WHAT IS BEING ASKED
Starting with the line containing "Track-and-sign request: indicate each instance of the grey" and going on through the line containing "x=233, y=187", copy out those lines word for word and nothing else.

[Start of RECORDS FOR THIS EXERCISE]

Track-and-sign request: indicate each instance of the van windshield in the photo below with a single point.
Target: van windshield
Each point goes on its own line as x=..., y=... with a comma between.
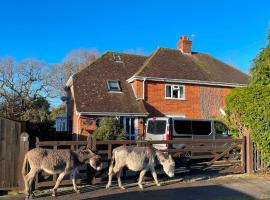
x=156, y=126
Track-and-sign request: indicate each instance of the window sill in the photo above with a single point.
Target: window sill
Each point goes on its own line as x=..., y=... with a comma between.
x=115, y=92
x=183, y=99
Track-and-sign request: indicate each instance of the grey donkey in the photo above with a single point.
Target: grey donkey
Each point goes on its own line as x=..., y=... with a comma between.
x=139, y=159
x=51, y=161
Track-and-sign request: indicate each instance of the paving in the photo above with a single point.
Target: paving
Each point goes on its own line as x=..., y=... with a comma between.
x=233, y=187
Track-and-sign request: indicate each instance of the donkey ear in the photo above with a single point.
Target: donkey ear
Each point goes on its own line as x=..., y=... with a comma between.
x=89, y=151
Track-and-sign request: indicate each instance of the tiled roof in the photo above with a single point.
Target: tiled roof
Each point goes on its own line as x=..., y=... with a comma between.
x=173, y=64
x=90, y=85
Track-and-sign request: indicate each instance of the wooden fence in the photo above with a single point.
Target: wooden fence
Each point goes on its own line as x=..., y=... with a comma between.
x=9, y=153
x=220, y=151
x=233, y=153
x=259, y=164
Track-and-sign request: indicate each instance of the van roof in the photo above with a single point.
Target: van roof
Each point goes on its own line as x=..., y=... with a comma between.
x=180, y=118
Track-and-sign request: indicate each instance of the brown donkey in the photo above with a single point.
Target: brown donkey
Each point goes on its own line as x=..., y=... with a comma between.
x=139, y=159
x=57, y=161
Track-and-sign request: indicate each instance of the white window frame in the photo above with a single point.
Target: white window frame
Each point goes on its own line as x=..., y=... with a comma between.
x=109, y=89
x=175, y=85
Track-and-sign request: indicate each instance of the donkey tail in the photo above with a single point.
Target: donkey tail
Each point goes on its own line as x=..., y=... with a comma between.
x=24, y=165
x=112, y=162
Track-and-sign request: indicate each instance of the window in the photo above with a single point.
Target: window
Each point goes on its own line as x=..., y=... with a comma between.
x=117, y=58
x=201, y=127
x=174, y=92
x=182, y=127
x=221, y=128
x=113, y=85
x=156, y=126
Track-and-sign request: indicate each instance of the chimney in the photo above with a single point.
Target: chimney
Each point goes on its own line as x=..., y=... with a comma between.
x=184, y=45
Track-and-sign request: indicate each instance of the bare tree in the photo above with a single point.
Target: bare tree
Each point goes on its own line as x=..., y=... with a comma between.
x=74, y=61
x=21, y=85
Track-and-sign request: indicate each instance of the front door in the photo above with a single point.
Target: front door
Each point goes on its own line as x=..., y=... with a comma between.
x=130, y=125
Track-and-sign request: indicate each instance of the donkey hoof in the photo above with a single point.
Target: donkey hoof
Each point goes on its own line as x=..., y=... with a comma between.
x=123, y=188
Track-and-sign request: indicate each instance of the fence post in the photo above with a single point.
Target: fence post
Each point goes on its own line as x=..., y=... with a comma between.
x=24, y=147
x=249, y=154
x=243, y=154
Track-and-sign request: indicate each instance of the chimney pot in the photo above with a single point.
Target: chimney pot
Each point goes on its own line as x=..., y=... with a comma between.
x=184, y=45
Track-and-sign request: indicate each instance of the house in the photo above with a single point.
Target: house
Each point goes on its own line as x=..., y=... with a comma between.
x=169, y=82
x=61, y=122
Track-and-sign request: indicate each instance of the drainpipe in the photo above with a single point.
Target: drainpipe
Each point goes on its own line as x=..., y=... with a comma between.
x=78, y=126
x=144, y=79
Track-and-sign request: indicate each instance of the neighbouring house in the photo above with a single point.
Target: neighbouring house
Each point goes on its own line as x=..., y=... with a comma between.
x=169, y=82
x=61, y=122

[End of RECORDS FOR THIS EXERCISE]
[Start of RECORDS FOR THIS EXERCISE]

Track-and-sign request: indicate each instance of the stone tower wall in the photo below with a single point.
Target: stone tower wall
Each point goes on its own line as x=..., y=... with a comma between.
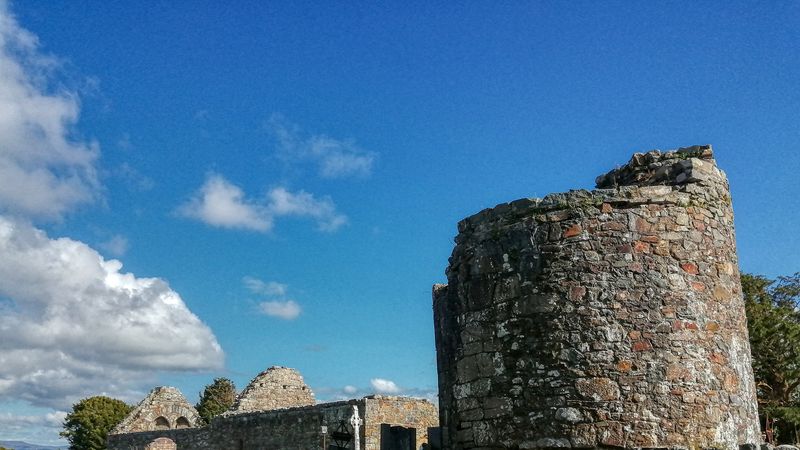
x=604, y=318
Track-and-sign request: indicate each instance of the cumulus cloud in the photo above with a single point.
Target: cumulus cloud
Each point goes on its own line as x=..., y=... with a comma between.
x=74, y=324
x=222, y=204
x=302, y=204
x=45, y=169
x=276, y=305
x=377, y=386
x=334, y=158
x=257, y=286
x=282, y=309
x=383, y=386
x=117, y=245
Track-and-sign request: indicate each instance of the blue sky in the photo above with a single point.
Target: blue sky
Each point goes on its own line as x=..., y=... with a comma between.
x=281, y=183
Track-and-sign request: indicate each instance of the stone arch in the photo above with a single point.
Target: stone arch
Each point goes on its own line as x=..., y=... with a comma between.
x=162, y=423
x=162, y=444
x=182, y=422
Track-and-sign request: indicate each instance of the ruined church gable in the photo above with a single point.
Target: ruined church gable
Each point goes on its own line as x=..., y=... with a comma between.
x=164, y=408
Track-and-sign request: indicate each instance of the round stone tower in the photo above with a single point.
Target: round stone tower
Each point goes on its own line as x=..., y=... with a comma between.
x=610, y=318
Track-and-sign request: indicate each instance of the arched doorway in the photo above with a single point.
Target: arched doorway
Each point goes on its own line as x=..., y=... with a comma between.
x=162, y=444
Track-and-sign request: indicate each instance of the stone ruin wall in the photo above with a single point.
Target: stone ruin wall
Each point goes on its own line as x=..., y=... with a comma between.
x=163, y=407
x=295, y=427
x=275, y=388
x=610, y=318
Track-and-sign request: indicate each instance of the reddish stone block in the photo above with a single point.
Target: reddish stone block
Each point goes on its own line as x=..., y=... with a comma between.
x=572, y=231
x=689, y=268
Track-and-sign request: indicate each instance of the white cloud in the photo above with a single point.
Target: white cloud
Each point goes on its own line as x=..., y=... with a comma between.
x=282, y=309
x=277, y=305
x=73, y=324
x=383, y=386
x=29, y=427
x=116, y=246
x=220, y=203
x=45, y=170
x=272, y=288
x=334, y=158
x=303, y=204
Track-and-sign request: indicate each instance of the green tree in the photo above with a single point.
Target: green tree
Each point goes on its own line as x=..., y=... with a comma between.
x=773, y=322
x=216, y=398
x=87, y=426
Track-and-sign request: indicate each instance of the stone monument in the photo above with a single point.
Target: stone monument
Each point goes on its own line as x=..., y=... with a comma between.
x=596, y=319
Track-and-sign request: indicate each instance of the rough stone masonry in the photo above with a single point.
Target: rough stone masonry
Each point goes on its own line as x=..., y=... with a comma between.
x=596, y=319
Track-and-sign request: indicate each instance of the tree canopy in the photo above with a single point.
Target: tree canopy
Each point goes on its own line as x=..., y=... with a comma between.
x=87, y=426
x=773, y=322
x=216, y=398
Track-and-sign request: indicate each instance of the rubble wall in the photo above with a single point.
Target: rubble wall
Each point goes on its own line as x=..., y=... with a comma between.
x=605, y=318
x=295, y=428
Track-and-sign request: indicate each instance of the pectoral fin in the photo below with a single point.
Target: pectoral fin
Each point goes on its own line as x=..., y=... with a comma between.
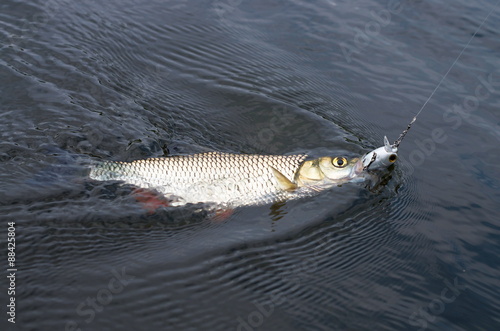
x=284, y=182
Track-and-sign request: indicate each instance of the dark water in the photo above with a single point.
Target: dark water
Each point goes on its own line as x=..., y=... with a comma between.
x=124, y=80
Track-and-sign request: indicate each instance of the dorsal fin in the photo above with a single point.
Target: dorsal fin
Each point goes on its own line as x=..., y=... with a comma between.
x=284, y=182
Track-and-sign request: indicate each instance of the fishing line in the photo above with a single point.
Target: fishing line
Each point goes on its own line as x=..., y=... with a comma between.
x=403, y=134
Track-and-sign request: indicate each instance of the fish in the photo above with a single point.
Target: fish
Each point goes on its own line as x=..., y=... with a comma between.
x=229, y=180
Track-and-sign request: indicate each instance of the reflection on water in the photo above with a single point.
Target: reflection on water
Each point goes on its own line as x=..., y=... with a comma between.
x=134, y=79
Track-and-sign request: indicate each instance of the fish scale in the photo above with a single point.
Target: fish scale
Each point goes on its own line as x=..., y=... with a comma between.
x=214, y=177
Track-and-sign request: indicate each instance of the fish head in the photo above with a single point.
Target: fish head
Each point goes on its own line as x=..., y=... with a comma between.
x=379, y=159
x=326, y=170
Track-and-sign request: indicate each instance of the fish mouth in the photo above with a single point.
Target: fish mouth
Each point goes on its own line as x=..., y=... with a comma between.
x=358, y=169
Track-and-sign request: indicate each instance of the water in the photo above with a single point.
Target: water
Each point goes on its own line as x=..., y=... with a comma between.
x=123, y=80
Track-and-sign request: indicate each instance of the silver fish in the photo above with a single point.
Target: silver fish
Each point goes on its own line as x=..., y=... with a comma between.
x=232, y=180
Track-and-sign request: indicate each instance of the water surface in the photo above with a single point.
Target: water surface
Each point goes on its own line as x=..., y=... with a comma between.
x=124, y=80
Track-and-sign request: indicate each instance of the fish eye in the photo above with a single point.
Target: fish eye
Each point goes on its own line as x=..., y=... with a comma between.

[End of RECORDS FOR THIS EXERCISE]
[Start of RECORDS FOR THIS EXERCISE]

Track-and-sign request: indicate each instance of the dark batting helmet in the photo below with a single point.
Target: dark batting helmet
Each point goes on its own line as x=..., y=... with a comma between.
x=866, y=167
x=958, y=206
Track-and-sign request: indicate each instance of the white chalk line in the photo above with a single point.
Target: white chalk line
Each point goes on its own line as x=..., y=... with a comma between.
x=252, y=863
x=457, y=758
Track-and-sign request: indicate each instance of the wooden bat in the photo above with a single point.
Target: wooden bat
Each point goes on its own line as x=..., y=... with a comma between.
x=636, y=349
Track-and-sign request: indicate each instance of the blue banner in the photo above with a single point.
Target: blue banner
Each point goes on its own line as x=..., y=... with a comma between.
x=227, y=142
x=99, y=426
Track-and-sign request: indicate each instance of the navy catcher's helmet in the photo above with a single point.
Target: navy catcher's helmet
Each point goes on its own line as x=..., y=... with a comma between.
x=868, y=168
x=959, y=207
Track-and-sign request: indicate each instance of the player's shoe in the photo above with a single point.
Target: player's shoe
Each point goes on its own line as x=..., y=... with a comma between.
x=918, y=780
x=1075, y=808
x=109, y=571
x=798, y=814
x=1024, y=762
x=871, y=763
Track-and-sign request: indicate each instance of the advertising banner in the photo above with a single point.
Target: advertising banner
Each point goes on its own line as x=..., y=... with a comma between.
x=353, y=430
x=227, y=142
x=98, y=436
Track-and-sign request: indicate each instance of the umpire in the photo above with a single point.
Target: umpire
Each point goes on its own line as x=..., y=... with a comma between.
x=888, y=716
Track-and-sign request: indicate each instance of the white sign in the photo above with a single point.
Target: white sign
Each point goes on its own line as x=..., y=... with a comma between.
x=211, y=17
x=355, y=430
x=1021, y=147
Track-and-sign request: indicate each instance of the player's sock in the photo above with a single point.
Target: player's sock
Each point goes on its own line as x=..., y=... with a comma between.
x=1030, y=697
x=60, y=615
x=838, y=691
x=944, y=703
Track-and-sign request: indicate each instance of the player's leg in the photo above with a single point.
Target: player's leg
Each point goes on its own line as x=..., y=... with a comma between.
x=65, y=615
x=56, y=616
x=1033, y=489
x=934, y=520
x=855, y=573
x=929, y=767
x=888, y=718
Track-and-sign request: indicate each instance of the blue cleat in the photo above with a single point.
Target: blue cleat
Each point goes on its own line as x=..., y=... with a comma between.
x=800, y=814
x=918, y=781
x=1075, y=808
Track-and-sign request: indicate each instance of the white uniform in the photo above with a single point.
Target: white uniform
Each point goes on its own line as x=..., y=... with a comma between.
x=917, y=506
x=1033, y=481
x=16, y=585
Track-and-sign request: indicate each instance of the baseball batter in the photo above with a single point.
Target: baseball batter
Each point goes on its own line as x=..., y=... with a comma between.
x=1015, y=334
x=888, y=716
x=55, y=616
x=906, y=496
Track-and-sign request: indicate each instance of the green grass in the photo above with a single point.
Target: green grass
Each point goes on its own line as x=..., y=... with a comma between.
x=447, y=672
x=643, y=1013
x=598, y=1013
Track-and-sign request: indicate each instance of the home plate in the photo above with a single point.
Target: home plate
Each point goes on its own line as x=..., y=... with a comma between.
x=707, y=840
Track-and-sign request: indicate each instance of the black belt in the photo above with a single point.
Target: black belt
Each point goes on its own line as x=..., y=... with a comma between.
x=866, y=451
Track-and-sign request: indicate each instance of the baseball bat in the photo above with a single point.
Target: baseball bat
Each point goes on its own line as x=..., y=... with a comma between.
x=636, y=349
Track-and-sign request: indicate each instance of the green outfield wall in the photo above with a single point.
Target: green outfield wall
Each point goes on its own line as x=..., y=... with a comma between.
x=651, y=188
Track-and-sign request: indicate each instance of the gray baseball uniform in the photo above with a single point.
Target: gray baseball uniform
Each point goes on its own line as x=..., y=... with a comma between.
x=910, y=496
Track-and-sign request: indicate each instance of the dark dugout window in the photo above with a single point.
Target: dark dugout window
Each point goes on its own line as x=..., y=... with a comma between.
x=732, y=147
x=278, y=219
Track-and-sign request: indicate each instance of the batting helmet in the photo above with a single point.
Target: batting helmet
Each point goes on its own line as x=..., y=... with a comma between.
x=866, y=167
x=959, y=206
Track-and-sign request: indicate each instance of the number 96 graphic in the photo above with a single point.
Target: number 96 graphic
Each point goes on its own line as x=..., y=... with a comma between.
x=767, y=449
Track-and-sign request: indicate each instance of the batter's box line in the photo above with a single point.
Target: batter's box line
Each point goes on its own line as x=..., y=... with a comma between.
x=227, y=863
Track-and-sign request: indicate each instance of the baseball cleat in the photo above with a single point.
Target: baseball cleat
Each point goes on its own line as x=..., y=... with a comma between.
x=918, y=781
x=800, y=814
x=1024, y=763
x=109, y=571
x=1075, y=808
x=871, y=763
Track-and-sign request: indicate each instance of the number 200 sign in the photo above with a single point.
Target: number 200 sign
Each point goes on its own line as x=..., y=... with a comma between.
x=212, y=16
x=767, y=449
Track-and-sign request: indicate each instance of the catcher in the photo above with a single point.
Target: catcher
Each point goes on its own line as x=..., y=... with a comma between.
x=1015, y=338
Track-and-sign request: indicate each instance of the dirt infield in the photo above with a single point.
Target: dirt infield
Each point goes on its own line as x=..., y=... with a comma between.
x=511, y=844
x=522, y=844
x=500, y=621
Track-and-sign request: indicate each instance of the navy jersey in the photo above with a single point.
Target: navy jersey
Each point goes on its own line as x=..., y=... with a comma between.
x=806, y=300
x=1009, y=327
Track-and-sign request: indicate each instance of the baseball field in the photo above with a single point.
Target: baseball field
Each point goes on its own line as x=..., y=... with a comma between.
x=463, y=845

[End of RECORDS FOR THIS EXERCISE]

WRITTEN REPLY
Track-and-sign request: indicate each instance of the grey donkey in the photo above with a single point.
Target: grey donkey
Each point goes on its own line as x=..., y=... with a comma between.
x=139, y=159
x=51, y=161
Track-and-sign request: indicate each instance of the paving in the photo above with a single point.
Target: paving
Each point goes on its own line as x=..., y=... with a comma between.
x=233, y=187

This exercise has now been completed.